***** TEXTO APRESENTADO
NO FUNDO DO POÇO (2)

Como brasileiro, patriota e nacionalista, entristeço-me com o que acontece no país e no Estado. É uma pregação reacionária, intolerante e obscurantista que assusta qualquer pessoa medianamente civilizada. 

Vivi sob duas Ditaduras e minhas lembranças são as piores. Na Ditadura Vargas eu era   criança, mas lembro muito bem do que os adultos falavam. (“O Manuel foi preso em casa esta noite e levado para a Delegacia”) .

(“Joaquim foi levado à Delegacia durante a noite e apanhou muito”)

(“O menino dos Braga foi levado pela polícia e não se sabe onde foi parar; Siá Marciana está desesperada.”).

Será isso que esses incautos querem: regime de força, ditadura militar ou regime de exceção?

Além disso havia o salvo-conduto; para ir de uma cidade a outra era indispensável obter esse documento na delegacia de polícia, com foto, carimbo, selos e assinatura. Meu Avô era fazendeiro em Campos Novos e precisava comprar certos produtos em quantidade, como sal, arame farpado e outros que não existiam na sua cidade. Diante disso, ele necessitava comprar em Joaçaba e tinha que se submeter a essa burocracia. Tirava o documento em Campos Novos, apresentava ao Delegado de Joaçaba tomava a assinatura dele, e, no retorno, submetia ao Delegado de Campos Novos. Caso não apresentasse esse documento o que acontecia? Cadeia!!                                                                       

Ainda tive a oportunidade de ver tais documentos na papelada de meus avos. 

Soube das prisões sem mandado e sem motivo, as torturas do Coronel Ustra no DOI-COdi de S.Paulo, às prisões de surpresa, a existência da Casa da Morte da Serra de Petrópolis, as valas comuns em certos cemitérios clandestinos etc. Como advogado, defendi dois colegas. O primeiro deles foi sequestrado no escritório em Joaçaba, colocado numa viatura policial com algemas e tornozeleira, e conduzido para lugar ignorado. Não informaram a razão ou o motivo da prisão e nem se quer permitiram que ligasse para a esposa. Na passagem por Campos Novos conseguiu ir à Telefônica e ligar para mim pedindo socorro. Pelo rumo que tomaram deduzi que foi levado para Lages movimentei os colegas convencidos de lá para que o acompanhasse na chegada. Nosso temor era que consumisse com o rapaz no meio do caminho. O outro foi preso no escritório e conduzido à Delegacia de Polícia onde o grupo de policiais fazia as prisões e interrogatório. Sabendo da prisão todos os advogados correram para a Delegacia, inclusive eu. O chefe do grupo policial era um tenente do exercito ainda jovem, mas do típico padrão dos ditadores. Mostramos a ele que o colega preso não praticou em Campos Novos qualquer ato no tempo em que lá viveu. Depois de muito pensar, o tenente fez a seguinte sugestão: um de nós escreveria as afirmações feitas em um papel e todos assinariam sob pena de prisão, caso faltasse com a verdade. Escolhemos então o colega mais velho para isso, ele se reservou em um canto e escreveu a tal declaração que todos assinariam. O tenente apanhou o documento leu e releu e não aceitou. Dizia que era muito vago exigiu outro, então fui o escolhido e dei tratos à bola para redigir um documento que defendesse o colega e nos próprios. O tenente apanhou a declaração, leu com atenção e mandou que todos assinassem. Feito isso liberou o colega. Ele depois disso apanhou suas coisas e foi para Florianópolis onde nunca mais ouvi ou tive notícias.
**********
***** DADOS REGISTRADOS
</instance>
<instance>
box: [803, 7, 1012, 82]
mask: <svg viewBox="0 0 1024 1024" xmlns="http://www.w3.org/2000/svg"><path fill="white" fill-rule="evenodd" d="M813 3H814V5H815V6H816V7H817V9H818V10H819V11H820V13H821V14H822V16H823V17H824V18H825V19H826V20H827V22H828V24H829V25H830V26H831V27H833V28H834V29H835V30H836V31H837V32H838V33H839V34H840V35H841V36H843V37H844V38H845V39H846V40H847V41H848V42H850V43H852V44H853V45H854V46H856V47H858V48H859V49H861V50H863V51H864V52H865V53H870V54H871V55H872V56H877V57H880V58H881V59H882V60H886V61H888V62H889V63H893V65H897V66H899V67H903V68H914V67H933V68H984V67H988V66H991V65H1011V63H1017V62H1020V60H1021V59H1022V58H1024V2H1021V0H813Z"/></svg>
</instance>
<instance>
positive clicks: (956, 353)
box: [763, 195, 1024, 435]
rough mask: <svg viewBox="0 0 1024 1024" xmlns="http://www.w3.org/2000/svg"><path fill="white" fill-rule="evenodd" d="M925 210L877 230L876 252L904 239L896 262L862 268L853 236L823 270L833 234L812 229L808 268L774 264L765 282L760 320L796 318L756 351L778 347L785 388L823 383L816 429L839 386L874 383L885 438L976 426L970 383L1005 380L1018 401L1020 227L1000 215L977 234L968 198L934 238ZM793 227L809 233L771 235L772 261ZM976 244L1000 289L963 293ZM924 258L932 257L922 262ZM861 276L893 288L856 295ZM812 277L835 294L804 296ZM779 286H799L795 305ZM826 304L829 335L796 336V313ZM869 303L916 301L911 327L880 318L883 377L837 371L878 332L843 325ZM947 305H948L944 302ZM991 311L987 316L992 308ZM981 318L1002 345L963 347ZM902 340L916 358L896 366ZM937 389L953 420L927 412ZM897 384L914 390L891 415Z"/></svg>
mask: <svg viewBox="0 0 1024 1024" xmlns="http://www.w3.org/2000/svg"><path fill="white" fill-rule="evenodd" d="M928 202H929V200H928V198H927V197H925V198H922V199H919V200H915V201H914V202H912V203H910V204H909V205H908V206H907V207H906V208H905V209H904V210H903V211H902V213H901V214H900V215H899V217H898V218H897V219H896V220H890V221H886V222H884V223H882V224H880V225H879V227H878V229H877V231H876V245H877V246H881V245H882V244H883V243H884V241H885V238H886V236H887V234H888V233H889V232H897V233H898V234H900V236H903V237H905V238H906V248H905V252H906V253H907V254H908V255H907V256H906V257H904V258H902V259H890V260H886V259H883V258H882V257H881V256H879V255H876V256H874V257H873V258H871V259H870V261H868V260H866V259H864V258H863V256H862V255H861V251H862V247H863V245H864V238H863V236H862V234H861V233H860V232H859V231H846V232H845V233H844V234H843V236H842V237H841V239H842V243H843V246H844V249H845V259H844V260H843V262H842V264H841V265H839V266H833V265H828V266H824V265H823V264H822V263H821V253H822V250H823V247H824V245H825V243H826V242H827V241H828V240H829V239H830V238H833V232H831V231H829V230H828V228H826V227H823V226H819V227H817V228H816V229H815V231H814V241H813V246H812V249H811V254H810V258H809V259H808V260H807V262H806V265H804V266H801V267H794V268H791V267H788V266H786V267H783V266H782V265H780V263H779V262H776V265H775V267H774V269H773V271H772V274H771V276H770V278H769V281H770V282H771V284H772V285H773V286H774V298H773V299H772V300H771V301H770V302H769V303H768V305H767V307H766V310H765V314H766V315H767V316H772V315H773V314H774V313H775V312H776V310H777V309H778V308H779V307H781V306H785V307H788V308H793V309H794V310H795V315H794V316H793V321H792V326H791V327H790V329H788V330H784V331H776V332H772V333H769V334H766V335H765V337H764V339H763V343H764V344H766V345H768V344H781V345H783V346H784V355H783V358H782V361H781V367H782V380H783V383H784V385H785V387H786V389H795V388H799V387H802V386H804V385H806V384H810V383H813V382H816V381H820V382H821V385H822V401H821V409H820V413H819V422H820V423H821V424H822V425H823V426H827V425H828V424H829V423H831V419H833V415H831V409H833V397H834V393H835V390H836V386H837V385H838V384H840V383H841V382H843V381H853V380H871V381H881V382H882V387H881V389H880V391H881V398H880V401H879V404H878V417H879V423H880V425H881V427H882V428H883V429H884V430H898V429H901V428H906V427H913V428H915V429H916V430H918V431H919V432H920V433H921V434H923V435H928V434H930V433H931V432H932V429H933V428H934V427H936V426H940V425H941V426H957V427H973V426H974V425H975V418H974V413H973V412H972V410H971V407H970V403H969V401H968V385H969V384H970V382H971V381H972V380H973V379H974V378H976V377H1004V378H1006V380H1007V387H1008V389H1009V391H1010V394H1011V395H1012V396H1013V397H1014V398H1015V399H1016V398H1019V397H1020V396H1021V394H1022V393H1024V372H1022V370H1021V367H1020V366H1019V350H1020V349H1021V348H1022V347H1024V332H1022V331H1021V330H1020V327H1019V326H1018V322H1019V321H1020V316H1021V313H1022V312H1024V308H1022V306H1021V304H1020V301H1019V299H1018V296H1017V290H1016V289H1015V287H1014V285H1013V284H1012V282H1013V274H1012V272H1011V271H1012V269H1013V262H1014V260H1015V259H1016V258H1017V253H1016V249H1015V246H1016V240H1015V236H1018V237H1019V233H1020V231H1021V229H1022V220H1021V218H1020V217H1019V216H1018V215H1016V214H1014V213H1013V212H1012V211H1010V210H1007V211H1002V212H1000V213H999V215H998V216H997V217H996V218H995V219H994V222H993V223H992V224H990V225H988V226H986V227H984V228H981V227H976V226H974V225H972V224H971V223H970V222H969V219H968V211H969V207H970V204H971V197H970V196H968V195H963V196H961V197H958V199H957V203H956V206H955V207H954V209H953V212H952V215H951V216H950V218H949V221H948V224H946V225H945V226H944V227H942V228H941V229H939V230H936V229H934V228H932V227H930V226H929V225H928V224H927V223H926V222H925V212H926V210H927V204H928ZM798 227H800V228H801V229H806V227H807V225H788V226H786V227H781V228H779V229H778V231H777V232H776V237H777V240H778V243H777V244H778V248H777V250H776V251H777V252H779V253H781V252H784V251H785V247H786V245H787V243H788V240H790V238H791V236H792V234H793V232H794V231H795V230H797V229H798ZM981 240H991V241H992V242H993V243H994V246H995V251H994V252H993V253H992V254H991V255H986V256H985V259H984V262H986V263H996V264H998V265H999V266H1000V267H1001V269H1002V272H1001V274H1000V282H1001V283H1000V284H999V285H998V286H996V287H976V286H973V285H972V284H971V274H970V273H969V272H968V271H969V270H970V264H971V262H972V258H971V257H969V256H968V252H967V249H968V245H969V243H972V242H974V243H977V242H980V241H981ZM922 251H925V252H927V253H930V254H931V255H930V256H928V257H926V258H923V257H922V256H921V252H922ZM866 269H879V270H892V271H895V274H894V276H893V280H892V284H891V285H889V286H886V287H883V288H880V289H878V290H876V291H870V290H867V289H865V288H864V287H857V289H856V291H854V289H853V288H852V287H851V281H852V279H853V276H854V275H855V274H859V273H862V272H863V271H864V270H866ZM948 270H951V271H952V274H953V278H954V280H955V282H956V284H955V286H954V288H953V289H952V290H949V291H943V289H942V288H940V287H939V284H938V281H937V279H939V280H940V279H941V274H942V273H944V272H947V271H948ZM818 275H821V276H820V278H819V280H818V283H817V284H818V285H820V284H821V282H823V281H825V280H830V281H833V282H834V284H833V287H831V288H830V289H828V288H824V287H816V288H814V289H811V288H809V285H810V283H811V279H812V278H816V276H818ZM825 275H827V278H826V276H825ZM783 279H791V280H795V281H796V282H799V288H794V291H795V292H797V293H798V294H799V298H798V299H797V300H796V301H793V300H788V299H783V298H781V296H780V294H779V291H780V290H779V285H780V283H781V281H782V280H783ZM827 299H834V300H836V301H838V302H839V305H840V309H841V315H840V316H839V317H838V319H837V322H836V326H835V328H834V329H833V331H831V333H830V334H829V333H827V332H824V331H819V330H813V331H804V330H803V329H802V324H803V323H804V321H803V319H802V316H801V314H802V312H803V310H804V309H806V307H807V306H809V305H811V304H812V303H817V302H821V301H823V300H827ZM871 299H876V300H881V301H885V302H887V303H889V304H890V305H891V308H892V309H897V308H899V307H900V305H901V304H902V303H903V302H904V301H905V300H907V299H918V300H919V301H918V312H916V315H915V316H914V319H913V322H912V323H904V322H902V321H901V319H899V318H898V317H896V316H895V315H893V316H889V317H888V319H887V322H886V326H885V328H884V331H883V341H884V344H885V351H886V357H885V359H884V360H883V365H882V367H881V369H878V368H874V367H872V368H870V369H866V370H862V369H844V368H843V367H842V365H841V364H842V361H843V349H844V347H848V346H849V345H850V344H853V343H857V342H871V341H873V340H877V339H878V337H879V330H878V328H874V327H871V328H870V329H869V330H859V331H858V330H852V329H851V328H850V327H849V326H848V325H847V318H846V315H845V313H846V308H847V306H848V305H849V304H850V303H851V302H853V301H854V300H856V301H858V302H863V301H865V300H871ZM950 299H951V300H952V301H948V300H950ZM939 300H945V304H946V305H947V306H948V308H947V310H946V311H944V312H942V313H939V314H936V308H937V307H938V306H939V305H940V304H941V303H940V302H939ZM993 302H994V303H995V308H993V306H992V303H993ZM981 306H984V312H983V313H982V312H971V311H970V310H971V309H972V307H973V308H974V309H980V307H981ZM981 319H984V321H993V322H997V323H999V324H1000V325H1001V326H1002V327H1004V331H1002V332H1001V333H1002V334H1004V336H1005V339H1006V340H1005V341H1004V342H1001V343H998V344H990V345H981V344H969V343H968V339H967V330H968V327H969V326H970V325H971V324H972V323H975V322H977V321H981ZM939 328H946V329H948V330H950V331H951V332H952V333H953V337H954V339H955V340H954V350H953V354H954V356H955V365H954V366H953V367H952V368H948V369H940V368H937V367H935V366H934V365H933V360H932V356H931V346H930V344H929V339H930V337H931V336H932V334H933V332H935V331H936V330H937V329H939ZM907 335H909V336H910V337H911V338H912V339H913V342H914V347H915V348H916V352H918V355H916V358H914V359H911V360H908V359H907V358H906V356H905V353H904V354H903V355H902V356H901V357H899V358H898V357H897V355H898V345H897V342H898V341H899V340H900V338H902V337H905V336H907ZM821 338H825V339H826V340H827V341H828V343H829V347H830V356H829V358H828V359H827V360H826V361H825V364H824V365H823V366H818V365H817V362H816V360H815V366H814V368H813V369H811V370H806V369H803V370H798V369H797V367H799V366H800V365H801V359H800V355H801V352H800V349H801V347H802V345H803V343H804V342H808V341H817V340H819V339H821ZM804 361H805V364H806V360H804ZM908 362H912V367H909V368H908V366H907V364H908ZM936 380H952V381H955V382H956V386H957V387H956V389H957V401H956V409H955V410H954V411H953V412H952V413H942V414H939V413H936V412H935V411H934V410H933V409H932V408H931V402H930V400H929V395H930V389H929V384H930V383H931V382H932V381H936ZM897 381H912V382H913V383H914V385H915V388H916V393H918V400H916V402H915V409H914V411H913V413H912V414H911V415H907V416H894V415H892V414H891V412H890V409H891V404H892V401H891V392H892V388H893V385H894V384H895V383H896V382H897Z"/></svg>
**********
O QUE FAZER:
1. Responda às perguntas sobre o relato das ditaduras:
(a) Em que cidade o avô do narrador era fazendeiro?
(b) Para qual cidade o narrador deduziu que o primeiro colega foi levado?
(c) Que posto tinha o chefe do grupo policial na Delegacia?
2. Continue o relato das ditaduras a partir da última frase.

RESULTADOS:
1.
(a) Campos Novos.
(b) Lages.
(c) Era tenente do exército.

2.
Meu tio Waldermar Rupp um dos homens mais cultos e inteligentes que conheci e eu fizemos uma campanha eleitoral juntos, ele candidato a Deputado Federal e eu a Estadual, mas não fomos bem sucedidos. Exausto de um dia inteiro ao volante nas horríveis estradas Catarinenses chegamos em uma cidadezinha do Extremo Oeste. Encostei o carro num posto de combustível e nem havia descido quando alguém se aproximou pelo lado rastejando, ou de quatro pés e disse o seguinte: 

– Dr. Eneas, por favor não chegue na minha casa porque, se duvidarem de mim, me mandaram para o Morro da Fumaça.

Prometi o homem que nunca, jamais, em tempo algum eu iria até sua casa.

Abastecido o carro fui para o hotel, único na cidade, onde meu tio já estava hospedado. Tomei um banho daqueles em galões de água que a gente enchia e puxava ao teto e fui para a varanda onde meu tio já estava e ficamos admirando o raro movimento da cidade. Foi então que uma viatura policial começou a rondar o hotel em sucessivas passagens é claro que visavam nos dois. Então meu tio, com sua espantosa coragem, se pos diante de uma delas e perguntou o que havia conosco. O policial que a dirigia ficou todo acabrunhado e pediu mil desculpas. Voltamos então ao hotel e viajamos no dia seguinte. Aquele local era controlado a fogo e ferro pela Ditadura e ali ninguém entrava. 

Querem viver assim?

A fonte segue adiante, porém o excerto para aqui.